* **GOAL OF THE EXERCISE**
Answer these questions from the text below about the year's lectures and the "Administrative Nihilism" address:
1. On what date and at what place was "Administrative Nihilism" delivered?
2. How many lectures were given to schoolmasters in June and July?
3. In the last paragraph, what burden does a neighbour increase by bringing up his children untaught and untrained to earn their living?

* **DOCUMENT EXCERPT**
● ● ●

Other work this year, in addition to the School Board, included courses of lectures at the London Institution in January and February, on "First Principles of Biology," and from October to December on "Elementary Physiology"; lectures to Working Men in London from February to April, as well as one at Liverpool, March 25, on "The Geographical Distribution of Animals"; two lectures at the Royal Institution, May 12 and 19, on "Berkeley on Vision," and the "Metaphysics of Sensation" ("Collected Essays" 6). He published one paleontological paper, "Fossil Vertebrates from the Yarrow Colliery" (Huxley and Wright, "Irish Academy Transactions"). In June and July he gave 36 lectures to schoolmasters—that important business of teaching the teachers that they might set about scientific instruction in the right way. (See below.) He attended the British Association at Edinburgh, and laid down his Presidency; he brought out his "Manual of Vertebrate Anatomy," and wrote a review of "Mr. Darwin's Critics" (see below), while on October 9 he delivered an address at the Midland Institute, Birmingham, on "Administrative Nihilism" ("Collected Essays" 1). This address, written between September 21 and 28, and remodelled later, was a pendant to his educational campaign on the School Board; a restatement and justification of what he had said and done there. His text was the various objections raised to State interference with education; he dealt first with the upholders of a kind of caste system, men who were willing enough to raise themselves and their sons to a higher social plane, but objected on semi-theological grounds to any one from below doing likewise—neatly satirising them and their notions of gentility, and quoting Plato in support of his contention that what is wanted even more than means to help capacity to rise is "machinery by which to facilitate the descent of incapacity from the higher strata to the lower." He repeats in new phrase his warning] "that every man of high natural ability, who is both ignorant and miserable, is as great a danger to society as a rocket without a stick is to people who fire it. Misery is a match that never goes out; genius, as an explosive power, beats gunpowder hollow: and if knowledge, which should give that power guidance, is wanting, the chances are not small that the rocket will simply run amuck among friends and foes."

[Another class of objectors will have it that government should be restricted to police functions, both domestic and foreign, that any further interference must do harm.]

Suppose, however, for the sake of argument, that we accept the proposition that the functions of the State may be properly summed up in the one great negative commandment—"Thou shalt not allow any man to interfere with the liberty of any other man,"—I am unable to see that the logical consequence is any such restriction of the power of Government, as its supporters imply. If my next-door neighbour chooses to have his drains in such a state as to create a poisonous atmosphere, which I breathe at the risk of typhoid and diphtheria, he restricts my just freedom to just as much as if he went about with a pistol threatening my life; if he is to be allowed to let his children go unvaccinated, he might as well be allowed to leave strychnine lozenges about in the way of mine; and if he brings them up untaught and untrained to earn their living, he is doing his best to restrict my freedom, by increasing the burden of taxation for the support of gaols and workhouses, which I have to pay.

● ● ●

* **RECORDS SHOWN**
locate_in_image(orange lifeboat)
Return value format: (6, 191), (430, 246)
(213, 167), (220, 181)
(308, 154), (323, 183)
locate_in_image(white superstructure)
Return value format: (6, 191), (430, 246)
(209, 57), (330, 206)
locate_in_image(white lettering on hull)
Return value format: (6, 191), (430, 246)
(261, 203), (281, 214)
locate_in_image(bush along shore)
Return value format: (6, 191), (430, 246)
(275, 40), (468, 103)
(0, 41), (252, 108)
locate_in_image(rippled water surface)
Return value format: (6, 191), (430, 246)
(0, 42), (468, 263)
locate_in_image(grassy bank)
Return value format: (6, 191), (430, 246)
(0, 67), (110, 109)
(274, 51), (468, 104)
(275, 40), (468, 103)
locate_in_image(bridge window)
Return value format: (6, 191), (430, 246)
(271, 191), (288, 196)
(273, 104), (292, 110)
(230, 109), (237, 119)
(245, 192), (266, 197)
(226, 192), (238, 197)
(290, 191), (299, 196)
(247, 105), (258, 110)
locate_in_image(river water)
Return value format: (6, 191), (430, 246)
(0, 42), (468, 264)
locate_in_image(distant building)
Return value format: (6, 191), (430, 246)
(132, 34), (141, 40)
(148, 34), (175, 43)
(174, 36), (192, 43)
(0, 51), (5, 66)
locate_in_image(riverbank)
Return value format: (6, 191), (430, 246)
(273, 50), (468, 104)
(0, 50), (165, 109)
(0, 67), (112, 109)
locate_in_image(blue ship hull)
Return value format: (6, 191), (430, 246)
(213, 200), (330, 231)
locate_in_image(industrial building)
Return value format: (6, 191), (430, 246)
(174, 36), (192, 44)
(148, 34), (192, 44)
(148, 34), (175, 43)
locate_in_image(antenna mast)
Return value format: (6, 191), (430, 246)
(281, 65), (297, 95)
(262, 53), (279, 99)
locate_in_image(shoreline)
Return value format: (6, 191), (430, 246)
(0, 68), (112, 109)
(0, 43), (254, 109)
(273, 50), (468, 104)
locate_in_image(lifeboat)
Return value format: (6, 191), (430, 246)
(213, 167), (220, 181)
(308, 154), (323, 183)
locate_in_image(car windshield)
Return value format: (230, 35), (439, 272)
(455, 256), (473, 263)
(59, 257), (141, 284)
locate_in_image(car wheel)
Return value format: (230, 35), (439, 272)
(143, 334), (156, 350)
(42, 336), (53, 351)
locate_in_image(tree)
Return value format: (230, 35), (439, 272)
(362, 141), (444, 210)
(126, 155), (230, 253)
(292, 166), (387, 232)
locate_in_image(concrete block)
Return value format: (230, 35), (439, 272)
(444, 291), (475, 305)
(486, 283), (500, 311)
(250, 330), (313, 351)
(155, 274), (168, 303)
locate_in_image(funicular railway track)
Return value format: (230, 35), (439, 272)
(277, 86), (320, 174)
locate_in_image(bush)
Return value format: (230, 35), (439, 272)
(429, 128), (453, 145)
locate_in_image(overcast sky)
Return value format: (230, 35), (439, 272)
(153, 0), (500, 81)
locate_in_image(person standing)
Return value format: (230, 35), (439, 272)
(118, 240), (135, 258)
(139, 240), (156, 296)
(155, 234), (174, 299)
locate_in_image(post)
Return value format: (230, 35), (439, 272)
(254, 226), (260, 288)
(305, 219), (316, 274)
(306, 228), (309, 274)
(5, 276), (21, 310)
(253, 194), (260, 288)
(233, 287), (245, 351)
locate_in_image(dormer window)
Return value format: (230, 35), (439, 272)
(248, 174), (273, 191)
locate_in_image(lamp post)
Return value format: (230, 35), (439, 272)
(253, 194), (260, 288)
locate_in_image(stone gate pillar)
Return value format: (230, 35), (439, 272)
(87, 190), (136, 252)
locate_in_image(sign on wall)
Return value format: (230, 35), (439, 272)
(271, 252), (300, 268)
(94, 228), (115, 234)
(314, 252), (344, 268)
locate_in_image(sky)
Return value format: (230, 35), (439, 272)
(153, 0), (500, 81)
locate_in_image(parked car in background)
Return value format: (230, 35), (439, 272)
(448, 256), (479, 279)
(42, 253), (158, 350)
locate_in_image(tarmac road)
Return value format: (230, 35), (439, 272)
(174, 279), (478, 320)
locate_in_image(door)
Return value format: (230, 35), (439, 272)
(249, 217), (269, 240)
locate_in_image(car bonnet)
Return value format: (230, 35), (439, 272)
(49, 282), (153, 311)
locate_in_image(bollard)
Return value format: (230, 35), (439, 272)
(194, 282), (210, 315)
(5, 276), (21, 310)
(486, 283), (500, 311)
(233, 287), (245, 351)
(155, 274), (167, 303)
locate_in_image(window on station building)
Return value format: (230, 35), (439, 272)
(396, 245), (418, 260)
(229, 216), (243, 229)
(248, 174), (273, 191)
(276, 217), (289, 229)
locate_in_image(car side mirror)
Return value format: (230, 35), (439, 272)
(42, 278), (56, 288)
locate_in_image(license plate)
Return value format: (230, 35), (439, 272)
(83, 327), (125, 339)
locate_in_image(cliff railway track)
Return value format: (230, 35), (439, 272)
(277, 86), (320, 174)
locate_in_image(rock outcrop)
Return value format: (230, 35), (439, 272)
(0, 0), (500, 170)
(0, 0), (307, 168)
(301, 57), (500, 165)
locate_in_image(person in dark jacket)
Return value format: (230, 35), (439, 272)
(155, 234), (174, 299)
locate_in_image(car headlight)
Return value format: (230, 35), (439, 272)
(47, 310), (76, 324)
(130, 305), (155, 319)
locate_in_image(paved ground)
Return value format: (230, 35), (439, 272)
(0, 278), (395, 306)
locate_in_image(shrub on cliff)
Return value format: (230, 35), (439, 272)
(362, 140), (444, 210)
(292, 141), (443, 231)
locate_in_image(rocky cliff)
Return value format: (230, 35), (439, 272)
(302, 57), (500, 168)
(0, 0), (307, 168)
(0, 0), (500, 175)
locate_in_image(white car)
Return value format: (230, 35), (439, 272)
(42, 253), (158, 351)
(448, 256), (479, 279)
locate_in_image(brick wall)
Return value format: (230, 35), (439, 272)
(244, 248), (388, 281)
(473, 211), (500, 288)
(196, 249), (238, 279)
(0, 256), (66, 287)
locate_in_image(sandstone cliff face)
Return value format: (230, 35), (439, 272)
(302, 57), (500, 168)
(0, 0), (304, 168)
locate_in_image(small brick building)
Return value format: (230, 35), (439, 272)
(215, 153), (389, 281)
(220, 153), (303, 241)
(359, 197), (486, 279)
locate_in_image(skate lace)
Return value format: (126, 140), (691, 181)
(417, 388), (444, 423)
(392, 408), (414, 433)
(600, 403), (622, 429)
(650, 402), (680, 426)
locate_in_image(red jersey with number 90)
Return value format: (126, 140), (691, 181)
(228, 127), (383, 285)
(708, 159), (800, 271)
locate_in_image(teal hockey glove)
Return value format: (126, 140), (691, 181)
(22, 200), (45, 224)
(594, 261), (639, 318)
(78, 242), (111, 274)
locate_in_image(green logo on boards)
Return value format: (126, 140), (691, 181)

● ● ●

* **WRITTEN SOLUTION**
1. October 9, at the Midland Institute, Birmingham.
2. 36 lectures.
3. The burden of taxation for the support of gaols and workhouses.